§ **SOURCE EXTRACT**:
· · · · · · ·
From the beginning, I've approached all these Plane Shift projects as if I were tinkering in a workshop like the inventors of Kaladesh. I believe that some of the great beauty of Dungeons & Dragons comes from its tremendous flexibility, which includes not just the ability to make stuff up out of whole cloth, but also the ease with which you can take the existing pieces of the game apart and reassemble them into something new.
That approach of combining pieces of different rules to form new rules continues for Kaladesh. As one of the designers of the artificer class for Eberron back in 2003, I tinkered for a long time with possible designs for such a class in Kaladesh, but I ultimately came to a couple of important conclusions. First, invention on Kaladesh is fundamentally democratic—it's a skill anyone can learn, and it shouldn't be restricted to a single character class. And more importantly, designing an entirely new class is far beyond the scope of what I've set out to do in these articles.
· · · · · · ·
§ **INPUT ROWS**:

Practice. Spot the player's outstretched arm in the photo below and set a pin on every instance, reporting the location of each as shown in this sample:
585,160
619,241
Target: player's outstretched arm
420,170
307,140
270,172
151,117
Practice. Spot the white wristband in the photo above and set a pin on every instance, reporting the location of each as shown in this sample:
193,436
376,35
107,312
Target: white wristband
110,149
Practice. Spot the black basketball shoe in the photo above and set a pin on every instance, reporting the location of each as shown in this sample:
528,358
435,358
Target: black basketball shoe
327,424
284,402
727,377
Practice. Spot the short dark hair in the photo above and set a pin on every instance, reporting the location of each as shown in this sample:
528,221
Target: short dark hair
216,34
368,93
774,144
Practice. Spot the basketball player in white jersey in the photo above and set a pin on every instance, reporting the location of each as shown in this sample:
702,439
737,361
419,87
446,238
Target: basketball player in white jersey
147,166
· · · · · · ·
§ **EXERCISE INSTRUCTIONS**:
[a] Output the passage of the Kaladesh article starting at "That approach of" and ending at "in these articles.", word for word.
[b] In the rows, starting at the line containing "Practice. Spot the black" and ending at the final line of the rows, switch "set a pin" to "place a marker" and change nothing else. Return only those lines.
The rows have no connection to the Kaladesh article.

§ **ANSWERS PROVIDED**:
[a]
That approach of combining pieces of different rules to form new rules continues for Kaladesh. As one of the designers of the artificer class for Eberron back in 2003, I tinkered for a long time with possible designs for such a class in Kaladesh, but I ultimately came to a couple of important conclusions. First, invention on Kaladesh is fundamentally democratic—it's a skill anyone can learn, and it shouldn't be restricted to a single character class. And more importantly, designing an entirely new class is far beyond the scope of what I've set out to do in these articles.

[b]
Practice. Spot the black basketball shoe in the photo above and place a marker on every instance, reporting the location of each as shown in this sample:
528,358
435,358
Target: black basketball shoe
327,424
284,402
727,377
Practice. Spot the short dark hair in the photo above and place a marker on every instance, reporting the location of each as shown in this sample:
528,221
Target: short dark hair
216,34
368,93
774,144
Practice. Spot the basketball player in white jersey in the photo above and place a marker on every instance, reporting the location of each as shown in this sample:
702,439
737,361
419,87
446,238
Target: basketball player in white jersey
147,166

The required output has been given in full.